**Source**
We propose a method to calculate the expectation values of
an operator similar to the Wilson loop  in the large $N$ limit
of field theories. 
We consider ${\cal N} =4 $ 3+1 dimensional super-Yang-Mills.
The prescription involves 
calculating the area of a fundamental string worldsheet in 
certain supergravity backgrounds. 
We also consider the case of coincident M-theory fivebranes
where one is lead to calculating the area of M-theory 
two-branes. We briefly discuss the computation for 2+1 dimensional
super-Yang-Mills with sixteen supercharges which is non-conformal.
In all these cases we calculate the energy of quark-antiquark 
pair.



 \Date{}

%----------------------
% Body of Paper
%----------------------


\newsec{ Introduction}

It has been expected  for some time that the 't Hooft limit \thooft\ of large
$N$ gauge theories is related to a string theory (see {\polyakov}
 and references therein).

**Available data**

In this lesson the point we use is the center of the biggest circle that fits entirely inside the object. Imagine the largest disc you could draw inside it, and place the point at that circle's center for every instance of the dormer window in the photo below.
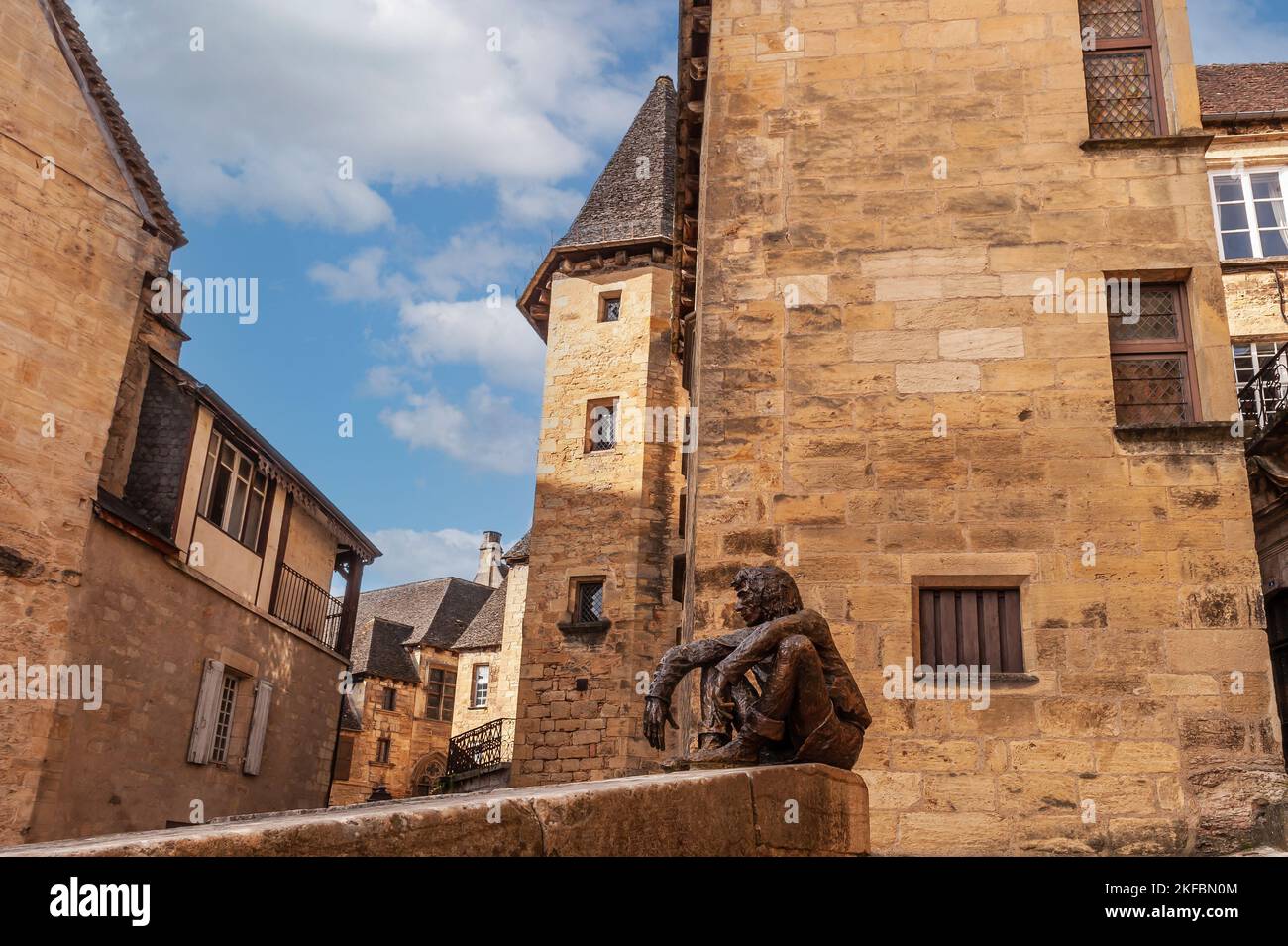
(232, 490)
(610, 306)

**Written tasks**
A. Answer these questions using the text on Wilson loops, one answer per line:
(i) Which super-Yang-Mills theory does the text call non-conformal?
(ii) For coincident M-theory fivebranes, the area of what must be calculated?
(iii) Which limit of large $N$ gauge theories has been expected to be related to a string theory?
B. Return the part of the text on Wilson loops between "We propose a" and "3+1 dimensional super-Yang-Mills.", inclusive.

**Task-by-task outputs**
A.
(i) 2+1 dimensional super-Yang-Mills with sixteen supercharges
(ii) M-theory two-branes
(iii) The 't Hooft limit

B.
We propose a method to calculate the expectation values of
an operator similar to the Wilson loop  in the large $N$ limit
of field theories. 
We consider ${\cal N} =4 $ 3+1 dimensional super-Yang-Mills.